* **TASK TO COMPLETE**
Hand back every line from the beginning of the data below through the line containing "[tag] white pillow", word for word and free of pictures.

* **SUPPLIED RECORDS**
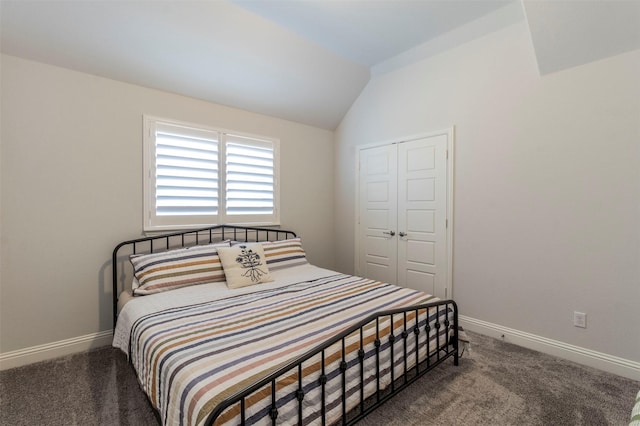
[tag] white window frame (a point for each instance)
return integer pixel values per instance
(153, 222)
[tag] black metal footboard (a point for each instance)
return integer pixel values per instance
(347, 377)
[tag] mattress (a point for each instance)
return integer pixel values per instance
(195, 346)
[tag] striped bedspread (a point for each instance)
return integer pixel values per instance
(190, 358)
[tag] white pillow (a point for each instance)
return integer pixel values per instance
(244, 265)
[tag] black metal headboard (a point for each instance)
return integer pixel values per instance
(164, 242)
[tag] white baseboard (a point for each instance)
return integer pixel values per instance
(55, 349)
(612, 364)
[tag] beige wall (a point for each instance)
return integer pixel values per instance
(547, 183)
(72, 189)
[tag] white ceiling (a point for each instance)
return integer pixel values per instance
(304, 61)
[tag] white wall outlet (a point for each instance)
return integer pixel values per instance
(580, 319)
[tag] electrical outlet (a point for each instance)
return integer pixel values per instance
(580, 319)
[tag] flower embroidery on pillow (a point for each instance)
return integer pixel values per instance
(251, 262)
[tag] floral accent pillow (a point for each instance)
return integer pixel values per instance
(244, 264)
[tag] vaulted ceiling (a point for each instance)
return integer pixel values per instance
(304, 61)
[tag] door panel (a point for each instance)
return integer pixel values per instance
(422, 209)
(377, 258)
(403, 188)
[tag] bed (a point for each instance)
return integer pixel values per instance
(301, 345)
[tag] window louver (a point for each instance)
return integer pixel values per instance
(197, 176)
(249, 176)
(186, 173)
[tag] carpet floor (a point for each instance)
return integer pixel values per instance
(496, 383)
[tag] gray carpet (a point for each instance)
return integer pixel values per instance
(496, 383)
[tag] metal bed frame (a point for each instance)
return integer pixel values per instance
(446, 331)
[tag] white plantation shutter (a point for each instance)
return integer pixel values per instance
(249, 176)
(196, 176)
(186, 171)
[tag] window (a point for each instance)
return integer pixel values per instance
(198, 176)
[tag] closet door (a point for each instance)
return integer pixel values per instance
(422, 215)
(377, 240)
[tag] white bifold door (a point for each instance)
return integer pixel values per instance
(403, 214)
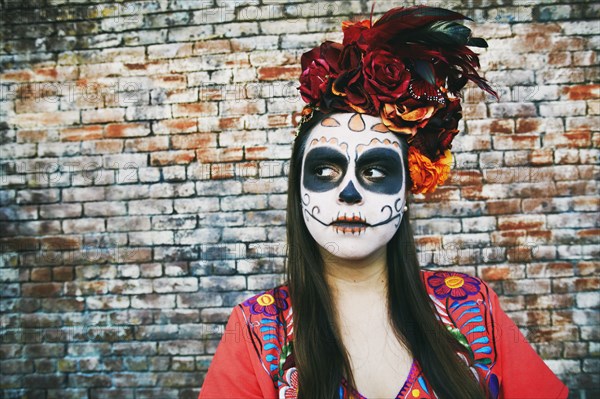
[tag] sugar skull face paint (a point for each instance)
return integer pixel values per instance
(353, 184)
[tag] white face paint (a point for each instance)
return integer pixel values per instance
(353, 184)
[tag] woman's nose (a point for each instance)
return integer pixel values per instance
(350, 195)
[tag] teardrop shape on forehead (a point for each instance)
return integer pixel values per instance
(356, 123)
(330, 122)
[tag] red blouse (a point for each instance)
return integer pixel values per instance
(253, 358)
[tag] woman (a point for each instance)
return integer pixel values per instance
(358, 317)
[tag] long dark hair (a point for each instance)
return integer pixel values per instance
(320, 356)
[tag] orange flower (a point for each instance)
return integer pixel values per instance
(427, 175)
(401, 119)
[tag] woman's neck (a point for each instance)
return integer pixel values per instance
(356, 275)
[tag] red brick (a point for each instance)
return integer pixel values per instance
(554, 269)
(526, 222)
(587, 268)
(583, 92)
(465, 177)
(127, 130)
(279, 72)
(172, 158)
(234, 122)
(108, 146)
(208, 155)
(278, 120)
(501, 272)
(41, 274)
(528, 125)
(212, 47)
(503, 207)
(222, 171)
(551, 301)
(103, 115)
(193, 141)
(195, 109)
(41, 289)
(541, 156)
(181, 125)
(61, 243)
(516, 142)
(147, 144)
(31, 136)
(62, 273)
(92, 132)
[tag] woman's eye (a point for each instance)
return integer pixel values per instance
(374, 174)
(326, 172)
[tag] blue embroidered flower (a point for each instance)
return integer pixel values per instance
(269, 303)
(452, 284)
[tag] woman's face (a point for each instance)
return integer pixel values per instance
(353, 184)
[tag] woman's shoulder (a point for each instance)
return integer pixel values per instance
(268, 303)
(457, 286)
(268, 317)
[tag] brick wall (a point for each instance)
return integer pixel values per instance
(144, 149)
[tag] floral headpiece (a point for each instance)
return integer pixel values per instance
(408, 68)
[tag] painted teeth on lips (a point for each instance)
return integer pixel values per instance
(353, 224)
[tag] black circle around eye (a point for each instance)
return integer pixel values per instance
(374, 173)
(325, 172)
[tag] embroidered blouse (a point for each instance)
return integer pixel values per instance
(253, 359)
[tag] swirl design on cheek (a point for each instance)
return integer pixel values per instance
(312, 213)
(391, 215)
(305, 199)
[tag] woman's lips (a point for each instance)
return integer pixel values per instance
(351, 224)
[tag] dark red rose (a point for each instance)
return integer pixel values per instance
(350, 87)
(313, 81)
(436, 137)
(353, 32)
(385, 75)
(319, 65)
(350, 58)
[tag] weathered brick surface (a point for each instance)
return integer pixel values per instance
(144, 153)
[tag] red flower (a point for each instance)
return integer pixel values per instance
(290, 388)
(313, 81)
(353, 31)
(319, 66)
(436, 137)
(406, 115)
(269, 303)
(386, 78)
(452, 284)
(425, 174)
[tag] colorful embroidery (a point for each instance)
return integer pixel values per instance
(290, 388)
(460, 305)
(268, 304)
(453, 284)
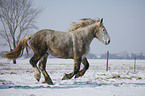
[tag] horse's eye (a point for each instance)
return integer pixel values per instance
(103, 29)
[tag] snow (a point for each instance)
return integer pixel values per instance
(121, 80)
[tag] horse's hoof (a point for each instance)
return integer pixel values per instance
(77, 76)
(37, 77)
(49, 83)
(65, 77)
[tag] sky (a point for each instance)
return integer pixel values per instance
(123, 19)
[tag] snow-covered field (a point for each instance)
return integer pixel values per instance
(120, 80)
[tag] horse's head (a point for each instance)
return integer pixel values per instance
(101, 33)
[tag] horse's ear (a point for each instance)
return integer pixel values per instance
(101, 20)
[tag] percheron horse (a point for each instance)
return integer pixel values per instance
(74, 44)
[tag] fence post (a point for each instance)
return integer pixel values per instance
(134, 64)
(107, 61)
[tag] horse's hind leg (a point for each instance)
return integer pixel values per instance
(86, 66)
(42, 67)
(33, 61)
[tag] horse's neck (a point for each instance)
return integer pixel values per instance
(88, 33)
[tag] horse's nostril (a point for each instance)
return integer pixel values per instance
(108, 41)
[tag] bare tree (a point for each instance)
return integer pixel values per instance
(16, 17)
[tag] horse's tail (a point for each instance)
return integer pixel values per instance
(18, 51)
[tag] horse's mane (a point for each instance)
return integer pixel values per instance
(83, 23)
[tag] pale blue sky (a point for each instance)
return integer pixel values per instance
(123, 19)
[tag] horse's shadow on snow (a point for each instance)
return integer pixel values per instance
(66, 86)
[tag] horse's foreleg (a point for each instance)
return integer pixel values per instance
(86, 66)
(42, 66)
(33, 61)
(77, 63)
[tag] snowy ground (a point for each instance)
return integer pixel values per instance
(120, 80)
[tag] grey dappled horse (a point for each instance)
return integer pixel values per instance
(74, 44)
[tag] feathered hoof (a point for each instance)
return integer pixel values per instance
(48, 82)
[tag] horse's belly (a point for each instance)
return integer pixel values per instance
(61, 53)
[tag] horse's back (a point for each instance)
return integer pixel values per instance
(58, 44)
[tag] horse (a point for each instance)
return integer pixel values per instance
(74, 44)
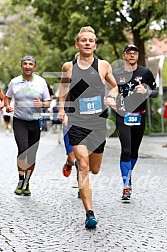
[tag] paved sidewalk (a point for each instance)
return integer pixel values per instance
(52, 219)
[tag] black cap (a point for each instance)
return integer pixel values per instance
(28, 58)
(130, 47)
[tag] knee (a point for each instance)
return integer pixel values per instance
(83, 167)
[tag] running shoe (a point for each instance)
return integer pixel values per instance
(19, 188)
(26, 191)
(67, 170)
(126, 194)
(91, 221)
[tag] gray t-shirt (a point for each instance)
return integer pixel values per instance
(24, 92)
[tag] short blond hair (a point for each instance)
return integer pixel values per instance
(85, 29)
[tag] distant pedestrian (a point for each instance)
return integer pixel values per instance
(135, 84)
(31, 94)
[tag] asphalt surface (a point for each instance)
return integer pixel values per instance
(52, 218)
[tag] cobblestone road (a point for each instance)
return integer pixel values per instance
(52, 219)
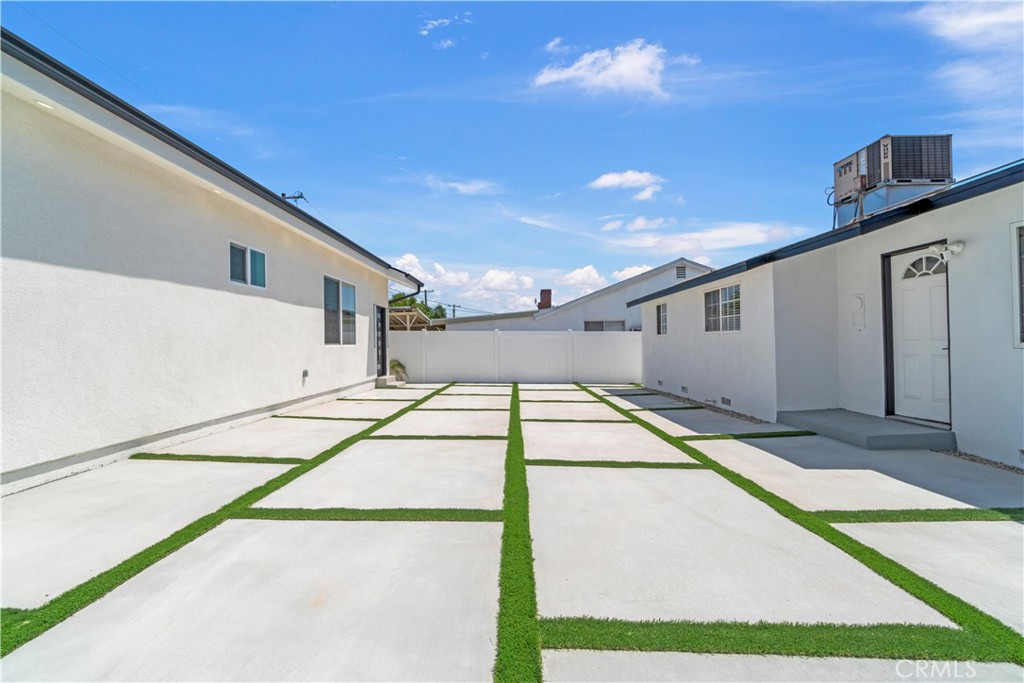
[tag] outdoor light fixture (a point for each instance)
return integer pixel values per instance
(947, 251)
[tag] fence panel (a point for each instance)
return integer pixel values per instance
(519, 356)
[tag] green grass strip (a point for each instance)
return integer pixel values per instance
(518, 631)
(972, 620)
(218, 459)
(389, 514)
(887, 641)
(546, 462)
(930, 515)
(18, 628)
(718, 437)
(321, 417)
(452, 437)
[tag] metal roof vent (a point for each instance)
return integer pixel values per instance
(892, 169)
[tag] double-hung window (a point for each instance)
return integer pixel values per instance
(248, 266)
(722, 309)
(339, 312)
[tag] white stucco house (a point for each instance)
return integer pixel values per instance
(150, 289)
(603, 310)
(913, 312)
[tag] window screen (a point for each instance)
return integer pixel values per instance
(257, 268)
(347, 314)
(332, 308)
(239, 263)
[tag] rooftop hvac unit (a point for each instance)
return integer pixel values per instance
(888, 171)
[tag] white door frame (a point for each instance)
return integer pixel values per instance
(888, 333)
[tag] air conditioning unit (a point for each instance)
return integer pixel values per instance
(895, 160)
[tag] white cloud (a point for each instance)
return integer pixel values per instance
(631, 271)
(555, 46)
(634, 69)
(644, 223)
(586, 280)
(648, 182)
(723, 236)
(462, 187)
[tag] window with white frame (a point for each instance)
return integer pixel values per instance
(722, 309)
(248, 266)
(604, 326)
(662, 311)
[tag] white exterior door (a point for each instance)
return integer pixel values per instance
(921, 336)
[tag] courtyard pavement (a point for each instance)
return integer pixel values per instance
(370, 546)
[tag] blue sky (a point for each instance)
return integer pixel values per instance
(494, 150)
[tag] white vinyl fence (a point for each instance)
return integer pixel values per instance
(519, 356)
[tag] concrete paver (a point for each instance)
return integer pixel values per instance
(981, 562)
(401, 474)
(463, 402)
(648, 401)
(391, 394)
(257, 600)
(611, 666)
(576, 394)
(449, 423)
(700, 421)
(818, 473)
(460, 389)
(567, 411)
(353, 410)
(638, 544)
(57, 536)
(271, 437)
(612, 441)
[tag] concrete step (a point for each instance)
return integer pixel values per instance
(868, 431)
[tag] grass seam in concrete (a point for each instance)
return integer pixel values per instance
(922, 515)
(18, 628)
(625, 464)
(883, 641)
(370, 514)
(963, 613)
(518, 656)
(197, 458)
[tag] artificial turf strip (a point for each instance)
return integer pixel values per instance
(18, 628)
(886, 641)
(930, 515)
(547, 462)
(390, 514)
(452, 437)
(973, 621)
(718, 437)
(218, 459)
(518, 632)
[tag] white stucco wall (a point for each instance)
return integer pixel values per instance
(606, 304)
(986, 363)
(119, 317)
(806, 351)
(739, 366)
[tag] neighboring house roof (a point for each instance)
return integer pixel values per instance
(587, 297)
(983, 183)
(35, 58)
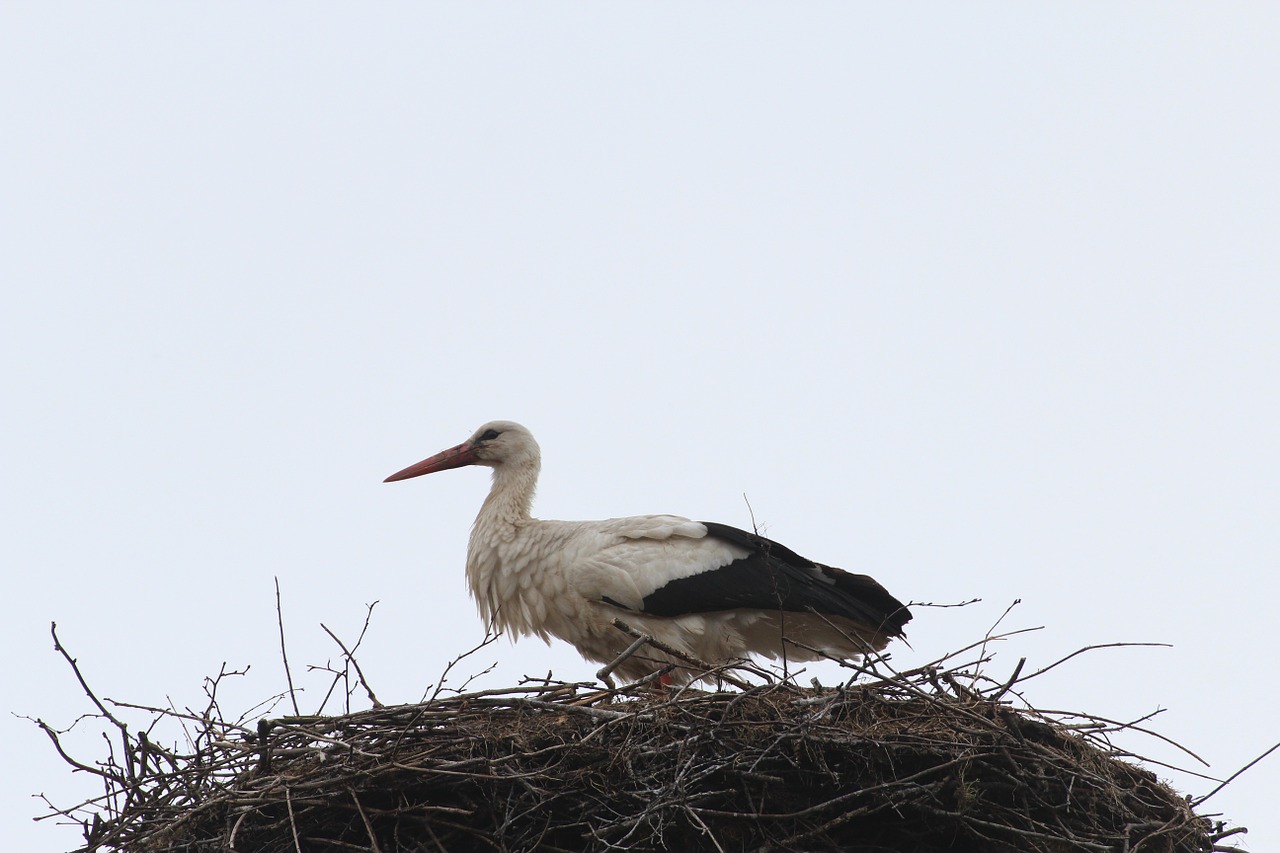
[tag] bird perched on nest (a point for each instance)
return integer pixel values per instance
(709, 591)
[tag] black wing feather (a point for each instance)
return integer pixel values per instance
(772, 576)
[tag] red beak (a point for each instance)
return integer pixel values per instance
(453, 457)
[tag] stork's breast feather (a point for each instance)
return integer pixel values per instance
(644, 555)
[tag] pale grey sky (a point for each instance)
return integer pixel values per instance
(982, 301)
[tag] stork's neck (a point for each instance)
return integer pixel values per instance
(511, 497)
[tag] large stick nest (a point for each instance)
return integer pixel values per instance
(931, 760)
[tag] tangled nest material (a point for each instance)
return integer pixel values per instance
(929, 760)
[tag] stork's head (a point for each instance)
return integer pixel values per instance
(497, 445)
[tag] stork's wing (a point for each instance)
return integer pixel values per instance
(772, 576)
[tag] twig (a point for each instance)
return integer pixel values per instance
(351, 657)
(1229, 779)
(284, 656)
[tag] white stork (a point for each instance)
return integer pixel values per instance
(708, 589)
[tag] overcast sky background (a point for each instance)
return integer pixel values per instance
(979, 300)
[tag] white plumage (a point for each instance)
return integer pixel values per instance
(712, 591)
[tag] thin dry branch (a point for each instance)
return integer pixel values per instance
(929, 758)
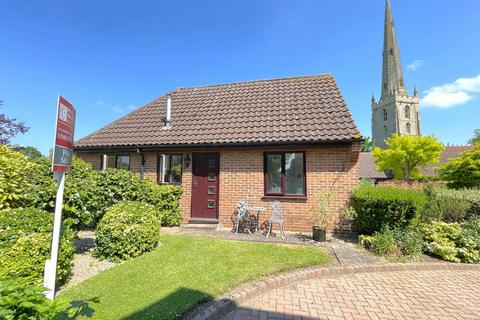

* **YOUR RESPONSE**
[tag] white window frame (a point for each instance)
return integer pixel values per instance
(153, 222)
[tag] black metal footboard (a point for each instance)
return integer pixel values per instance
(347, 377)
[tag] mattress (a point for each instance)
return integer pixel values per instance
(195, 346)
[tag] striped bedspread (a point for each instance)
return integer pixel values per instance
(190, 358)
[tag] white pillow (a point for each instance)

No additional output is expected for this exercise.